WORK TO BE COMPLETED: Copy all the material that follows, keeping every character the same.

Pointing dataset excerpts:
================================

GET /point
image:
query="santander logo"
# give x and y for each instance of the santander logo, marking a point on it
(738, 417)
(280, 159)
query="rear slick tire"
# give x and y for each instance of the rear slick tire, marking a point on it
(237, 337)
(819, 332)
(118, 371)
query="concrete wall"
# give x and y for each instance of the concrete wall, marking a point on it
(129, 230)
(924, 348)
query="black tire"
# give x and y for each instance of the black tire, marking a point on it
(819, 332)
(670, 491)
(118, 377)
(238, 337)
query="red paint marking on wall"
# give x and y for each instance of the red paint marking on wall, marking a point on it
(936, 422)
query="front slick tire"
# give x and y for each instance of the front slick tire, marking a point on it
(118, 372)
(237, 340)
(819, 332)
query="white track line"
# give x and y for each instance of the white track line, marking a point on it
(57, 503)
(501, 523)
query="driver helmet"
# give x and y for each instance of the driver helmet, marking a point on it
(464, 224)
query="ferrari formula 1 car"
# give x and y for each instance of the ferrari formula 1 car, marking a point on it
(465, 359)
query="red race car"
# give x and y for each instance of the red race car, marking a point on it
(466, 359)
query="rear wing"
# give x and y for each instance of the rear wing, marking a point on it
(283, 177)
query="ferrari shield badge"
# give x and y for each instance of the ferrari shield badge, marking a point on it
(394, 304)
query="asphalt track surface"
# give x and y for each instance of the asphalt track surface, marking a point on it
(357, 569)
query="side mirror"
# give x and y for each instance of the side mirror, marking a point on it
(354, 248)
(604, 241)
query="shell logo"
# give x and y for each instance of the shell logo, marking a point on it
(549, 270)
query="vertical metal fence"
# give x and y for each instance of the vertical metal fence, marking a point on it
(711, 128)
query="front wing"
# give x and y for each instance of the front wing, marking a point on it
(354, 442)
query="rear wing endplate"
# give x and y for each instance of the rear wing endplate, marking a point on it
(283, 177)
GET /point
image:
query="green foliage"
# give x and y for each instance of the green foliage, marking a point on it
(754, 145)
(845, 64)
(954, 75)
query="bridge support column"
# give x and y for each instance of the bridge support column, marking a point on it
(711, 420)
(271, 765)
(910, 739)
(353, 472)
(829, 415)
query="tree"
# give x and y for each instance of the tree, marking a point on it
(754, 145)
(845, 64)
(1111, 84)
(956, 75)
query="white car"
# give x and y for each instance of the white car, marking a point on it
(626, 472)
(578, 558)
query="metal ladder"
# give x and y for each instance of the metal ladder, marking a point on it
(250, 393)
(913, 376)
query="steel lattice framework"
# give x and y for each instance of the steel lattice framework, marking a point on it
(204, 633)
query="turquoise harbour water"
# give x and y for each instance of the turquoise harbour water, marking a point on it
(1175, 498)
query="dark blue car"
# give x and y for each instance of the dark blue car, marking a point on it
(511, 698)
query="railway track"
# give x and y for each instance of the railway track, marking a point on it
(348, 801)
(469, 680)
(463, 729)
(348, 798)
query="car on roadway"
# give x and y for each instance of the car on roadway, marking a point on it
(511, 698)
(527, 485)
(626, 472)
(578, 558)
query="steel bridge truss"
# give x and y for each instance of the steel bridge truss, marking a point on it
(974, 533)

================================

TASK RESULT:
GET /point
image:
query="santander logo"
# give x and y for each instance of the santander logo, marking a point on it
(738, 417)
(280, 159)
query="rear slick tire"
# give x and y for each instance of the rear slick tire, marking a point on it
(237, 337)
(819, 332)
(118, 371)
query="concrete wall"
# give x and y for each instance of the concrete wall, marking a point on it
(129, 230)
(924, 348)
query="black tire"
# give x and y for each instance of the black tire, marking a point on it
(819, 332)
(670, 491)
(118, 377)
(238, 337)
query="red paint marking on wall"
# give x and y for each instance of the red paint marking on wall, marking a point on it
(936, 422)
query="front slick tire"
# give x and y for each instance of the front slick tire, marking a point on it
(118, 372)
(237, 340)
(819, 332)
query="white track line"
# give x and y for each instance of the white track line, marking a point on it
(57, 503)
(501, 523)
query="driver helmet"
# give x and y for each instance of the driver helmet, marking a point on it
(464, 224)
query="ferrari formula 1 car"
# give x and y for each instance of the ferrari formula 1 car, marking a point on it
(465, 359)
query="red race car"
# give x and y for each instance of the red race car, marking a point on it
(466, 359)
query="rear wing"
# give x and y for each instance of the rear wing, marking a point on it
(283, 177)
query="ferrari shield badge"
# give x and y for each instance of the ferrari shield badge, marking a point on it
(394, 304)
query="asphalt track surface"
# give x and y for each instance of the asphalt track surface, marking a point on it
(357, 569)
query="side mirror"
# give x and y for each instance of the side mirror, marking a point on it
(354, 248)
(604, 241)
query="shell logo"
# give x and y for each instance of the shell logo, marking a point on it
(549, 270)
query="vertical metal fence"
# give x and y for each instance of the vertical metal fence, marking a point on it
(711, 128)
query="front wing"
# give x and y for each instance of the front wing, marking a point on it
(354, 442)
query="rear wing endplate"
# give x and y for each instance of the rear wing endplate, marking a point on it
(283, 177)
GET /point
image:
query="green foliage"
# give x and y for each instance of the green foliage, marking a point on it
(754, 145)
(845, 64)
(954, 75)
query="bridge support column"
# give x and y for each instance of the bridge support column, marking a point on it
(711, 420)
(271, 765)
(910, 739)
(353, 472)
(829, 415)
query="tree"
# give x and y for each instance of the tree, marking a point on it
(754, 145)
(845, 64)
(1111, 84)
(956, 75)
query="white car"
# give x and y for each instance of the white car, marking a point on it
(626, 472)
(578, 558)
query="metal ladder"
# give x and y for each instance of the metal ladder, marking a point on it
(250, 393)
(913, 376)
query="steel lattice framework"
# give x and y for each instance of the steel lattice framework, marking a point on it
(204, 633)
query="turquoise harbour water"
# give x and y for each instance of the turquoise harbour water, marking a point on it
(1175, 498)
query="dark blue car"
# give x and y for each instance of the dark blue car, marking a point on it
(511, 698)
query="railway track"
# give x and y for each instance of the railway track, marking a point on it
(348, 801)
(469, 680)
(463, 729)
(348, 798)
query="car on roadway"
# give x and y for each instance of the car on roadway, marking a point on it
(511, 698)
(527, 485)
(626, 472)
(578, 558)
query="steel bridge truss"
# give x and y for each instance of the steel bridge truss, marking a point on it
(974, 533)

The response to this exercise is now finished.